(Data extracted from a collection)
+ + + + + + +

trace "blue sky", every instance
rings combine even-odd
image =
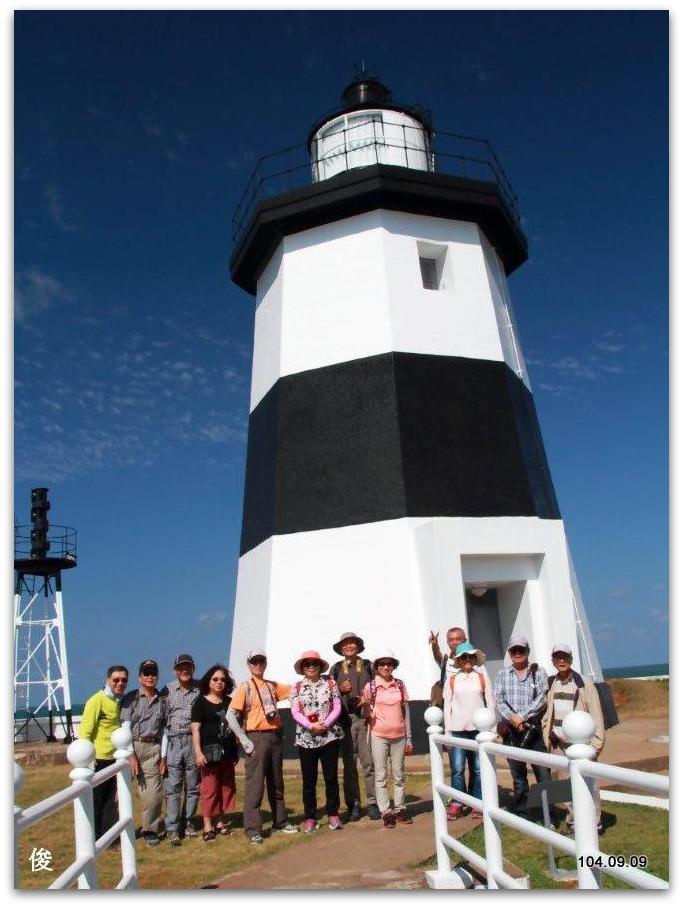
[[[47,485],[78,529],[76,699],[114,661],[226,657],[253,327],[230,219],[363,60],[500,157],[603,666],[668,660],[665,12],[20,12],[14,33],[14,510]]]

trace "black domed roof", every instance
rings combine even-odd
[[[375,76],[357,76],[342,92],[345,107],[382,105],[391,101],[391,91]]]

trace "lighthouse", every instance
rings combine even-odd
[[[442,150],[445,145],[446,150]],[[439,132],[362,75],[237,214],[255,297],[230,665],[328,659],[343,631],[436,679],[430,629],[502,666],[513,634],[602,680],[508,292],[528,257],[488,142]]]

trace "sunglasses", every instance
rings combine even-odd
[[[227,683],[228,681],[225,679],[225,677],[212,677],[211,682],[212,683]]]
[[[158,677],[159,672],[156,668],[145,668],[144,671],[140,671],[141,677]]]
[[[302,668],[320,668],[320,667],[322,667],[322,665],[320,664],[319,661],[302,661],[301,667]]]
[[[378,661],[377,667],[378,668],[395,668],[396,662],[395,661]]]
[[[265,658],[260,658],[260,657],[259,657],[259,658],[250,658],[250,659],[249,659],[249,664],[250,664],[250,665],[264,665],[265,663],[266,663],[266,659],[265,659]]]
[[[510,649],[510,655],[526,655],[527,650],[522,648],[522,646],[515,646],[514,649]]]
[[[114,683],[114,684],[117,684],[117,683],[128,683],[128,678],[127,678],[127,677],[112,677],[112,678],[109,680],[109,683]]]
[[[555,661],[571,661],[572,660],[571,655],[567,655],[566,652],[555,652],[555,654],[553,655],[553,658],[555,659]]]

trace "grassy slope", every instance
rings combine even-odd
[[[648,858],[647,871],[663,879],[669,878],[669,813],[666,810],[646,809],[623,803],[605,805],[603,818],[605,833],[600,838],[603,853],[629,857],[644,854]],[[482,828],[469,832],[462,839],[477,853],[484,853]],[[548,857],[544,844],[510,828],[503,829],[503,854],[529,875],[532,888],[564,888],[553,882],[547,874]],[[571,857],[555,854],[560,869],[573,869]],[[629,888],[603,873],[603,888]]]

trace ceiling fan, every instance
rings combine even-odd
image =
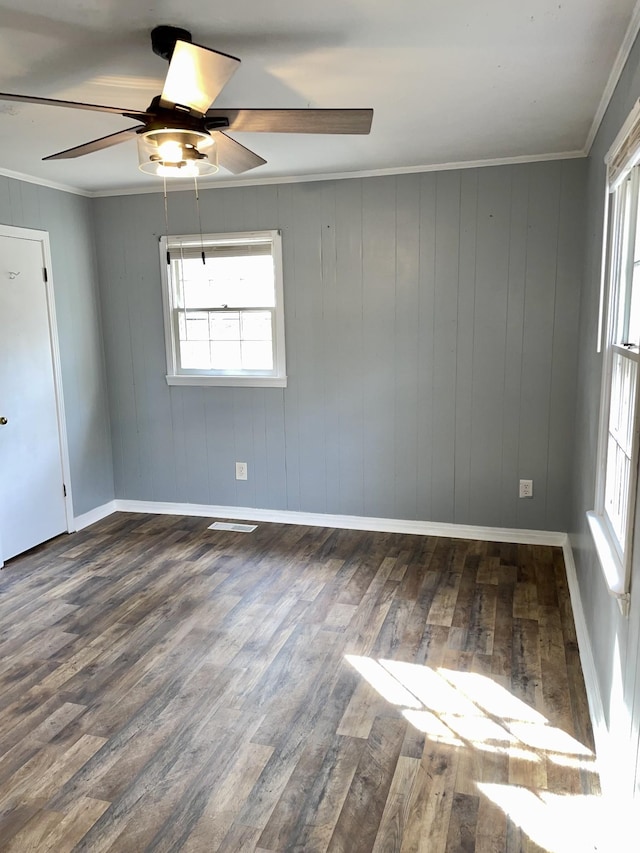
[[[266,163],[225,131],[262,133],[357,133],[371,129],[371,109],[211,109],[238,70],[234,56],[193,44],[191,33],[159,26],[151,32],[154,53],[169,61],[164,88],[146,110],[61,101],[0,92],[0,100],[115,113],[140,123],[67,148],[44,160],[81,157],[137,138],[139,167],[165,177],[198,177],[217,171],[234,175]]]

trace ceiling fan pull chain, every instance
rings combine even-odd
[[[204,237],[202,236],[202,219],[200,218],[200,195],[198,193],[198,178],[193,176],[193,186],[196,191],[196,211],[198,213],[198,230],[200,232],[200,256],[202,257],[202,263],[206,264],[206,259],[204,256]]]
[[[171,263],[169,254],[169,205],[167,202],[167,178],[165,175],[162,176],[162,185],[164,187],[164,233],[167,238],[167,266],[169,266]]]

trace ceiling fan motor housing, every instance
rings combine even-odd
[[[167,62],[171,61],[173,49],[177,41],[186,41],[191,43],[191,33],[189,30],[183,30],[180,27],[159,26],[151,30],[151,47],[153,52]]]

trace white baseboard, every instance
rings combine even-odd
[[[566,533],[548,530],[517,530],[508,527],[481,527],[436,521],[369,518],[359,515],[330,515],[211,504],[116,500],[115,509],[119,512],[231,518],[236,521],[270,521],[278,524],[302,524],[309,527],[338,527],[346,530],[373,530],[382,533],[414,533],[418,536],[446,536],[451,539],[477,539],[482,542],[513,542],[525,545],[562,546],[567,538]]]
[[[89,525],[95,524],[97,521],[102,521],[103,518],[106,518],[108,515],[112,515],[114,512],[116,512],[115,501],[109,501],[106,504],[102,504],[102,506],[97,506],[95,509],[90,509],[89,512],[77,515],[73,520],[74,529],[83,530],[85,527],[89,527]]]
[[[637,800],[633,799],[633,786],[629,788],[626,784],[624,764],[627,756],[621,754],[620,742],[616,743],[615,736],[607,726],[593,649],[580,598],[576,564],[568,536],[563,552],[602,789],[601,826],[596,833],[597,849],[602,853],[619,853],[620,850],[630,849],[630,838],[638,837],[640,815]]]
[[[596,673],[593,649],[591,648],[587,622],[582,608],[582,599],[580,598],[576,563],[573,558],[573,550],[568,536],[562,550],[564,554],[564,565],[567,572],[567,581],[569,583],[569,594],[571,595],[573,620],[576,625],[576,634],[578,637],[580,663],[582,664],[582,673],[584,675],[587,699],[589,701],[591,725],[593,726],[593,736],[596,742],[600,784],[605,796],[613,796],[614,792],[616,794],[619,792],[619,768],[616,768],[614,756],[612,755],[611,738],[604,713],[604,704],[602,702],[602,694],[600,693],[600,685],[598,683],[598,676]]]

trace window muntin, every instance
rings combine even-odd
[[[637,374],[637,364],[614,350],[611,359],[604,511],[621,558],[628,539]]]
[[[278,232],[162,242],[169,384],[285,385]]]

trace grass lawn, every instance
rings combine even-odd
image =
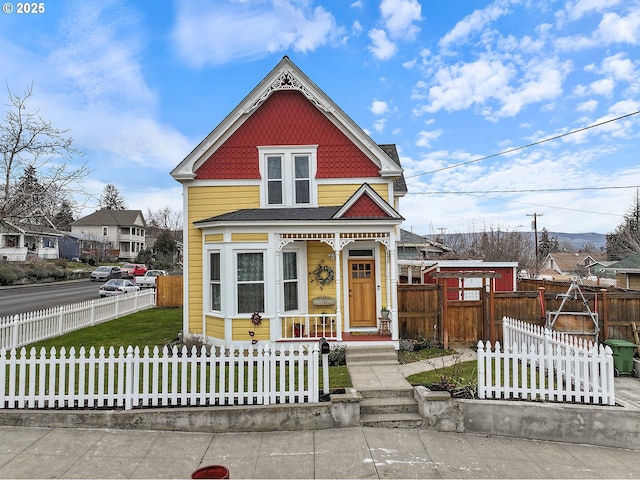
[[[36,347],[40,351],[45,347],[47,351],[51,347],[65,347],[67,350],[75,347],[78,350],[84,346],[108,348],[127,347],[137,345],[162,347],[164,344],[175,340],[178,332],[182,330],[181,308],[150,308],[127,315],[126,317],[101,323],[93,327],[87,327],[60,337],[42,340],[27,346],[27,350]]]
[[[478,364],[475,360],[460,362],[450,367],[437,368],[426,372],[416,373],[407,377],[414,385],[430,387],[434,383],[445,381],[447,383],[467,384],[474,383],[478,378]]]
[[[444,357],[445,355],[453,355],[456,353],[455,350],[448,348],[423,348],[422,350],[417,350],[413,352],[409,352],[407,350],[399,350],[398,351],[398,361],[400,363],[413,363],[419,362],[420,360],[428,360],[430,358]]]
[[[56,350],[65,347],[67,351],[71,347],[79,350],[82,346],[86,350],[102,346],[105,348],[113,346],[118,349],[129,345],[139,346],[141,349],[145,346],[153,348],[162,347],[176,340],[180,331],[182,331],[182,308],[150,308],[100,325],[32,343],[26,348],[29,351],[31,347],[35,347],[38,352],[42,347],[47,352],[51,347],[56,347]],[[351,378],[346,366],[329,367],[330,389],[350,386]]]

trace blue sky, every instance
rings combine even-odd
[[[640,185],[640,115],[479,160],[640,110],[640,1],[43,4],[0,16],[0,76],[129,208],[181,209],[169,171],[283,55],[398,146],[415,233],[607,233]]]

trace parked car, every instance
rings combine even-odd
[[[167,275],[165,270],[147,270],[142,277],[136,277],[136,285],[140,288],[156,288],[156,277]]]
[[[140,287],[131,280],[124,278],[113,278],[102,285],[98,290],[101,297],[110,297],[112,295],[121,295],[123,293],[137,292]]]
[[[120,278],[121,276],[122,272],[120,270],[120,267],[103,265],[91,272],[91,281],[94,282],[96,280],[111,280],[112,278]]]
[[[140,277],[147,273],[147,266],[141,263],[125,263],[122,266],[122,278]]]

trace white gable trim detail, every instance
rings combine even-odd
[[[347,200],[342,207],[340,207],[340,210],[336,212],[333,218],[342,218],[342,216],[344,216],[344,214],[347,213],[363,195],[367,195],[371,200],[373,200],[374,203],[378,205],[378,207],[380,207],[390,218],[402,218],[402,216],[396,212],[391,205],[385,202],[384,199],[378,195],[378,192],[371,188],[371,185],[368,183],[363,183],[362,186],[356,190],[353,195],[351,195],[351,198]]]
[[[267,98],[269,98],[269,96],[273,92],[277,90],[297,90],[301,92],[305,97],[307,97],[307,99],[319,109],[324,110],[325,112],[331,111],[323,102],[320,101],[317,96],[311,93],[309,89],[295,77],[293,72],[291,72],[290,70],[285,70],[244,112],[250,113],[251,111],[257,109],[262,103],[264,103]]]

+ + + + + + +

▶ _What you need to do_
Answer with a number only: how many lines above include the word "blue"?

▶ _Exercise response_
2